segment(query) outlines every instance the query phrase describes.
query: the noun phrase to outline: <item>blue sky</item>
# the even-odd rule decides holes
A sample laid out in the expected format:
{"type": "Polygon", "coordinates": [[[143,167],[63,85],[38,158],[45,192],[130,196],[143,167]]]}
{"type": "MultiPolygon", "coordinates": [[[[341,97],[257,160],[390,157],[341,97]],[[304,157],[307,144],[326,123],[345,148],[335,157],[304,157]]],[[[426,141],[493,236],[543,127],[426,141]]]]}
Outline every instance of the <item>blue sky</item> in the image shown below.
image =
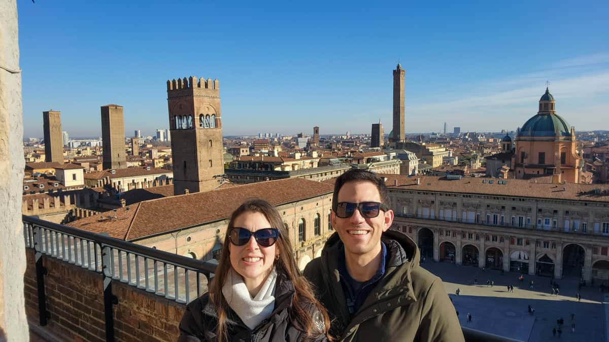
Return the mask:
{"type": "Polygon", "coordinates": [[[18,0],[24,136],[49,108],[99,136],[111,103],[152,134],[191,75],[219,80],[224,135],[389,133],[398,59],[406,132],[515,129],[546,80],[571,125],[609,129],[609,2],[333,2],[18,0]]]}

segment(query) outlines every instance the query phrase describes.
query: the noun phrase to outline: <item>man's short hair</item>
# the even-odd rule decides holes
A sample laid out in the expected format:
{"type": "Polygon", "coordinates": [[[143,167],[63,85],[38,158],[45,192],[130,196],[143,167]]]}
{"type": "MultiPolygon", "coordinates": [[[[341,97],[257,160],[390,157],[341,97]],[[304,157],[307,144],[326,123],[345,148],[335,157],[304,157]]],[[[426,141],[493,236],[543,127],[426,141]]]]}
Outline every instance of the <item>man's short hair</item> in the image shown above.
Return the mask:
{"type": "Polygon", "coordinates": [[[334,212],[336,212],[337,206],[339,205],[339,191],[340,190],[340,188],[345,185],[345,183],[353,181],[365,181],[373,184],[379,191],[379,195],[381,196],[381,203],[388,207],[391,207],[389,194],[382,178],[379,177],[374,172],[351,169],[339,176],[339,178],[336,179],[336,182],[334,183],[334,192],[332,195],[332,210],[334,212]]]}

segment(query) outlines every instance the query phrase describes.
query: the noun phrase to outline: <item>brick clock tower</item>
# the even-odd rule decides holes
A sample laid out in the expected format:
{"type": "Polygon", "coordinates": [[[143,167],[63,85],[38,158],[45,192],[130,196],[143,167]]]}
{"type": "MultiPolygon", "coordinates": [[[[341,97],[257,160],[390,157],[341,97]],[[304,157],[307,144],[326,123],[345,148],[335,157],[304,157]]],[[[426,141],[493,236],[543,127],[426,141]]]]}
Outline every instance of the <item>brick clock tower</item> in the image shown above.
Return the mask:
{"type": "Polygon", "coordinates": [[[208,191],[224,173],[217,80],[191,76],[167,81],[174,194],[208,191]]]}

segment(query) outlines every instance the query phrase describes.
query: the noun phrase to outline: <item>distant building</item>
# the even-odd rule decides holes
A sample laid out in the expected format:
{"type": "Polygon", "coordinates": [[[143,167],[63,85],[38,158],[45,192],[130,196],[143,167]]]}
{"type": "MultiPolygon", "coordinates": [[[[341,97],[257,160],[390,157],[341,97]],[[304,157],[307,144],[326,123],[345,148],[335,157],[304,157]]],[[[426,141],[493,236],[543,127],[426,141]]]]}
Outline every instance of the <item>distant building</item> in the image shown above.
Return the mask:
{"type": "Polygon", "coordinates": [[[157,141],[165,141],[165,131],[157,130],[157,141]]]}
{"type": "Polygon", "coordinates": [[[63,164],[61,112],[43,111],[42,118],[44,131],[44,160],[47,162],[63,164]]]}
{"type": "Polygon", "coordinates": [[[556,183],[579,183],[582,158],[575,128],[556,114],[555,103],[546,88],[537,114],[517,131],[512,162],[516,178],[550,175],[556,183]]]}
{"type": "Polygon", "coordinates": [[[63,145],[68,146],[70,142],[70,137],[68,135],[68,132],[65,131],[62,132],[62,140],[63,141],[63,145]]]}
{"type": "Polygon", "coordinates": [[[372,133],[370,134],[370,147],[382,147],[384,145],[383,140],[382,125],[379,121],[378,124],[372,124],[372,133]]]}

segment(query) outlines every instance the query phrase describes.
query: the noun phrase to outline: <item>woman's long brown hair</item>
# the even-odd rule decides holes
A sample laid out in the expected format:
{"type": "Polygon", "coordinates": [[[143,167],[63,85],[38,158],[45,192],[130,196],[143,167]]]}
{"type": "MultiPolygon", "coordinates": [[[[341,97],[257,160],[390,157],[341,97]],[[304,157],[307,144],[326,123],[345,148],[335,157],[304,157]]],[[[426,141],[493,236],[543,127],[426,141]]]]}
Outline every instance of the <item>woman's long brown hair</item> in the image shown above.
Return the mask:
{"type": "Polygon", "coordinates": [[[222,295],[222,285],[226,281],[227,276],[231,266],[228,244],[228,233],[234,226],[235,219],[242,214],[245,212],[259,212],[264,215],[270,223],[271,228],[279,230],[279,239],[275,243],[279,246],[279,259],[275,260],[275,266],[278,270],[283,269],[287,273],[289,279],[294,286],[294,296],[292,301],[292,308],[290,317],[295,326],[306,335],[306,338],[311,337],[314,333],[314,323],[311,314],[307,310],[311,305],[314,305],[322,313],[323,317],[324,331],[326,337],[333,340],[328,333],[330,327],[330,320],[326,309],[315,298],[313,290],[309,282],[300,273],[296,260],[294,259],[294,251],[292,250],[292,243],[290,242],[289,232],[283,225],[283,220],[277,209],[270,203],[259,198],[248,200],[241,204],[231,215],[228,227],[224,236],[224,243],[222,246],[222,253],[220,257],[220,262],[216,269],[216,273],[213,280],[209,284],[209,299],[216,307],[218,314],[218,324],[216,333],[218,341],[222,342],[228,337],[227,327],[227,311],[228,304],[222,295]]]}

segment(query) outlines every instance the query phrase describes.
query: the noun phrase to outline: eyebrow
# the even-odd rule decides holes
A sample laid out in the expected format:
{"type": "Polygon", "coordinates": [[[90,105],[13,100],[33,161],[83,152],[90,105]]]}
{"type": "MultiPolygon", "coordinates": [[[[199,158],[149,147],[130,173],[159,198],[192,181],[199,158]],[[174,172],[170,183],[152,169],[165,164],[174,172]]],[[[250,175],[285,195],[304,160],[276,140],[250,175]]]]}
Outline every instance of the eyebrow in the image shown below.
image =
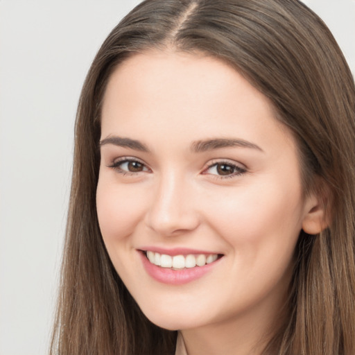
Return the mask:
{"type": "Polygon", "coordinates": [[[216,138],[214,139],[196,141],[191,144],[191,150],[193,153],[202,153],[214,149],[233,147],[250,148],[263,152],[259,146],[257,146],[257,144],[254,143],[235,138],[216,138]]]}
{"type": "MultiPolygon", "coordinates": [[[[149,153],[148,147],[139,141],[118,136],[111,136],[100,141],[100,146],[105,144],[113,144],[124,148],[129,148],[135,150],[149,153]]],[[[220,149],[222,148],[249,148],[257,149],[263,152],[263,150],[257,144],[251,143],[244,139],[235,138],[216,138],[212,139],[205,139],[196,141],[191,145],[191,151],[193,153],[202,153],[214,149],[220,149]]]]}
{"type": "Polygon", "coordinates": [[[130,138],[124,138],[117,136],[107,137],[107,138],[100,141],[100,146],[105,146],[105,144],[113,144],[114,146],[120,147],[130,148],[135,150],[149,152],[149,149],[145,144],[139,141],[131,139],[130,138]]]}

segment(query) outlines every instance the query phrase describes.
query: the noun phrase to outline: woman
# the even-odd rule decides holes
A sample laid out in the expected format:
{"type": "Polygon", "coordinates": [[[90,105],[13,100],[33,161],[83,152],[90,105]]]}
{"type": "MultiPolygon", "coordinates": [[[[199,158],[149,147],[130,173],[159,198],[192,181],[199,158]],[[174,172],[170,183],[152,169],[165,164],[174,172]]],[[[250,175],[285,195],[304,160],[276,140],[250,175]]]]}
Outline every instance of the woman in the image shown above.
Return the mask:
{"type": "Polygon", "coordinates": [[[141,3],[82,92],[52,354],[354,354],[354,138],[302,3],[141,3]]]}

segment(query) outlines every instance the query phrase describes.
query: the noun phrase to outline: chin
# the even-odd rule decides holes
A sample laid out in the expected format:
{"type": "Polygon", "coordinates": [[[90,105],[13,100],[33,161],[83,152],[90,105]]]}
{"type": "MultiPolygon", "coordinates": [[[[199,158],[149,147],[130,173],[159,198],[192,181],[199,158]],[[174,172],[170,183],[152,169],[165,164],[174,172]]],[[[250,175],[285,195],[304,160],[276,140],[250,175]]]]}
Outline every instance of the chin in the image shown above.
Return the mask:
{"type": "MultiPolygon", "coordinates": [[[[201,322],[196,321],[196,317],[184,316],[181,312],[177,311],[175,313],[173,312],[164,312],[162,309],[159,311],[150,310],[143,313],[146,317],[153,324],[167,330],[175,331],[180,329],[187,329],[191,328],[198,327],[201,326],[201,322]]],[[[200,318],[199,317],[198,318],[200,318]]]]}

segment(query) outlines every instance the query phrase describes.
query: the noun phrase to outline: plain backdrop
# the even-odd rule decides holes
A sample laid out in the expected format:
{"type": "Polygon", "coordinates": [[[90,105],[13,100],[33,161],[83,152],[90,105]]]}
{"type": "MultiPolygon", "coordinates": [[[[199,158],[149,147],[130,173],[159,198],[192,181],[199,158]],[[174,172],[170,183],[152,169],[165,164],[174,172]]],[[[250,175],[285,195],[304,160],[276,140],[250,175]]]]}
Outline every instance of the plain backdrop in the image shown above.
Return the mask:
{"type": "MultiPolygon", "coordinates": [[[[85,76],[139,0],[0,0],[0,355],[44,355],[85,76]]],[[[355,1],[304,1],[355,73],[355,1]]]]}

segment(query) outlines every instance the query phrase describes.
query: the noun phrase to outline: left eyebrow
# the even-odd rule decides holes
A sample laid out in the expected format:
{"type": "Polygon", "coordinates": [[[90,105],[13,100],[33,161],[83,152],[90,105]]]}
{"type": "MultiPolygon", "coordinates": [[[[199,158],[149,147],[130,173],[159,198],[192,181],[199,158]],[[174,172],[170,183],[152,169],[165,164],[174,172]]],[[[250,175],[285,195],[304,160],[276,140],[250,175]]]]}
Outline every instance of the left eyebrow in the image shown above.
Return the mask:
{"type": "Polygon", "coordinates": [[[244,139],[234,138],[217,138],[214,139],[205,139],[202,141],[196,141],[191,146],[191,150],[193,153],[202,153],[214,149],[220,149],[221,148],[250,148],[257,149],[261,152],[263,150],[257,144],[251,143],[244,139]]]}
{"type": "Polygon", "coordinates": [[[105,144],[113,144],[114,146],[129,148],[135,150],[141,150],[142,152],[149,152],[148,147],[136,139],[131,139],[130,138],[125,138],[117,136],[107,137],[100,141],[100,146],[105,146],[105,144]]]}

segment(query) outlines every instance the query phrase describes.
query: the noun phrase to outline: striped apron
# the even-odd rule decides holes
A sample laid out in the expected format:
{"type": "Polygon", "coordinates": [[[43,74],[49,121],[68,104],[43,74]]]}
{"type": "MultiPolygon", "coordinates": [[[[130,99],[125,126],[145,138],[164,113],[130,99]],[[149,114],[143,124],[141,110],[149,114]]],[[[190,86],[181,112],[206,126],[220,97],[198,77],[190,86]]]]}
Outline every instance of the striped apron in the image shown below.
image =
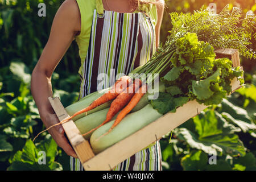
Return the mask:
{"type": "MultiPolygon", "coordinates": [[[[80,98],[110,87],[150,59],[155,51],[155,32],[150,18],[143,13],[119,13],[94,10],[87,56],[82,64],[80,98]]],[[[71,170],[83,170],[71,157],[71,170]]],[[[162,170],[159,141],[118,164],[114,170],[162,170]]]]}

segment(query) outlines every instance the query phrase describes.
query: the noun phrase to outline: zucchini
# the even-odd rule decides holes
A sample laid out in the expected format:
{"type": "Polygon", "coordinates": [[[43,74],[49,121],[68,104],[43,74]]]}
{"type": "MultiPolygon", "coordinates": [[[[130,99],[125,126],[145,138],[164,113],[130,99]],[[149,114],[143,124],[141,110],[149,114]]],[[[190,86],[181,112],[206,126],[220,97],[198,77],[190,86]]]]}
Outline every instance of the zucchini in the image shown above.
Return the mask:
{"type": "Polygon", "coordinates": [[[123,120],[108,134],[99,139],[98,138],[108,132],[114,120],[100,127],[94,131],[90,136],[90,142],[94,154],[98,154],[113,144],[121,141],[162,115],[147,104],[142,109],[127,115],[123,120]]]}

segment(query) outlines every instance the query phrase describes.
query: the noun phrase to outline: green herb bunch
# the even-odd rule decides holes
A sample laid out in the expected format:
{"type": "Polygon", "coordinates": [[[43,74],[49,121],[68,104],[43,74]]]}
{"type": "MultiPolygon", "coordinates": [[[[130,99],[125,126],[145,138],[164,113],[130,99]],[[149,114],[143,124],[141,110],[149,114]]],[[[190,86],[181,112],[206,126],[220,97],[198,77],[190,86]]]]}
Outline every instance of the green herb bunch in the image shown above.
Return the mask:
{"type": "Polygon", "coordinates": [[[187,32],[196,33],[200,41],[209,43],[216,48],[238,49],[244,56],[256,59],[254,50],[248,48],[251,39],[256,39],[256,16],[249,11],[242,18],[240,8],[229,10],[226,5],[219,14],[202,8],[193,14],[170,14],[172,28],[169,31],[170,41],[176,41],[187,32]]]}

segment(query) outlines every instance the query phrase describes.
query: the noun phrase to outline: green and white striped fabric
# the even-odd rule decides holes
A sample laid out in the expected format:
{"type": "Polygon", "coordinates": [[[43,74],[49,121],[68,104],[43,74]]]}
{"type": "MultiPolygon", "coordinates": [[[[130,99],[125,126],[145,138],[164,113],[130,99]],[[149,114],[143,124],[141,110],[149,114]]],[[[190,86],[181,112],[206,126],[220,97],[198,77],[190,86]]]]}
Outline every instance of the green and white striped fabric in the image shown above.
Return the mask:
{"type": "MultiPolygon", "coordinates": [[[[144,13],[94,11],[87,55],[82,63],[80,98],[112,85],[150,59],[155,51],[154,26],[144,13]]],[[[114,170],[161,170],[159,141],[121,163],[114,170]]],[[[71,170],[83,170],[71,158],[71,170]]]]}

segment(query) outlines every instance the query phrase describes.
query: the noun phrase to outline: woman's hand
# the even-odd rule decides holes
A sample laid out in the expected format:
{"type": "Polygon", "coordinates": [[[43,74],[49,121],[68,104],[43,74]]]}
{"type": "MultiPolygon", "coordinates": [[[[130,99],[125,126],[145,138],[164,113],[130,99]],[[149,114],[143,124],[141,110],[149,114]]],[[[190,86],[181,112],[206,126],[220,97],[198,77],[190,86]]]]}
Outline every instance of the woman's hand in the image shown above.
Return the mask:
{"type": "MultiPolygon", "coordinates": [[[[48,114],[45,118],[42,118],[46,128],[59,123],[59,119],[55,114],[48,114]]],[[[73,158],[77,158],[76,152],[69,144],[68,139],[64,135],[64,131],[61,125],[55,126],[48,130],[57,144],[61,147],[66,154],[73,158]]]]}

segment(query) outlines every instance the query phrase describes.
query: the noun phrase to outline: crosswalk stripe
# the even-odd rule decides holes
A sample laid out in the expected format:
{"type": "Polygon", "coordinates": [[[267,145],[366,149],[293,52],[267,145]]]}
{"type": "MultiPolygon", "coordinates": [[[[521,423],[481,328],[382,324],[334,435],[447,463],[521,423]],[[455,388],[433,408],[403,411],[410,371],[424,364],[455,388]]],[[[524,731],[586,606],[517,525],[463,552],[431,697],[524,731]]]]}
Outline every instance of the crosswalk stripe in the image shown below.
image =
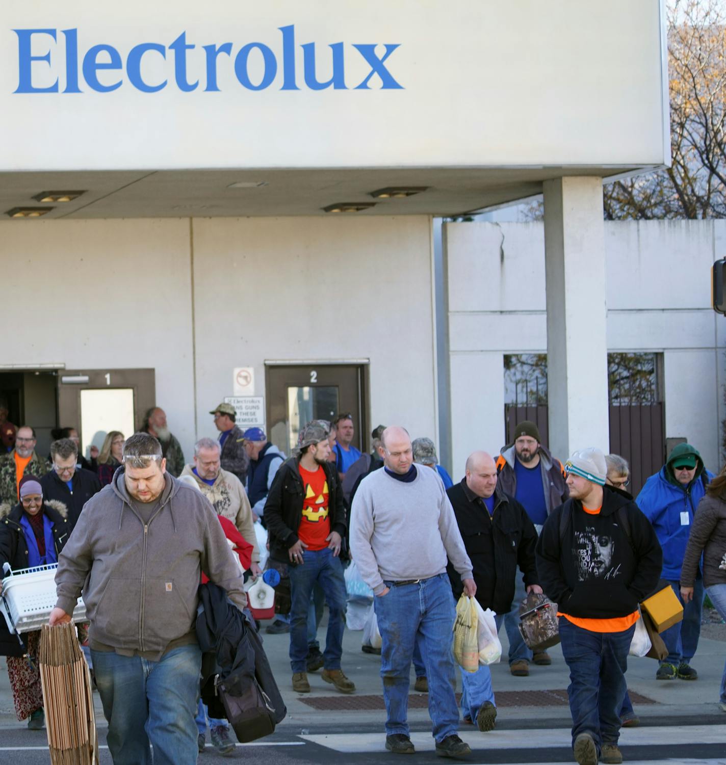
# # # # #
### WHAT YOU ARE ASKED TO DO
Show every line above that contains the string "bunch", matching case exactly.

### REPLY
query: the noun phrase to outline: green herb bunch
Outline every instance of the green herb bunch in the image shown above.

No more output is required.